* **SET PROBLEM 1**:
According to the text on gender fluidity, what share of the population do experts estimate is "gender diverse"?
* **SET PROBLEM 2**:
Swap "clothing" for "outfits" and write out the passage of the gender fluidity text from "If you’re not" to "as neither sex).".

* **TEXT SECTION**:
____
CELEBRITY hounds will no doubt have watched with interest as Miley Cyrus and Ruby Rose spoke publicly about identifying as gender fluid. But what exactly is it and is it on the rise?

If you’re not familiar with the term, gender fluidity refers to somebody viewing themselves as both male and female. Some gender fluid people will alter their clothing depending on whether they feel more masculine or feminine while for others it’s a state of mind that they don’t outwardly express.

Exact statistics about gender fluidity don’t exist but experts estimate that somewhere between one per cent and eight per cent of the population are “gender diverse”, which ranges from being gender fluid to transsexual (person who identifies as the opposite sex) or genderqueer (person who identifies as neither sex).

While you might have put Miley’s transition from girlie Hannah Montana to her current androgynous style down to fashion preference, but the child star has announced she doesn’t want to be boxed into one gender identity.
____
* **COLLECTED DATA**:
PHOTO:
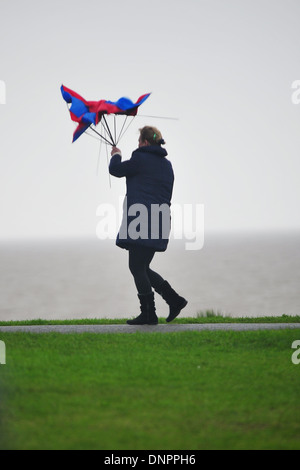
____
* **WRITTEN ANSWER 1**:
Somewhere between one per cent and eight per cent.

* **WRITTEN ANSWER 2**:
If you’re not familiar with the term, gender fluidity refers to somebody viewing themselves as both male and female. Some gender fluid people will alter their outfits depending on whether they feel more masculine or feminine while for others it’s a state of mind that they don’t outwardly express.

Exact statistics about gender fluidity don’t exist but experts estimate that somewhere between one per cent and eight per cent of the population are “gender diverse”, which ranges from being gender fluid to transsexual (person who identifies as the opposite sex) or genderqueer (person who identifies as neither sex).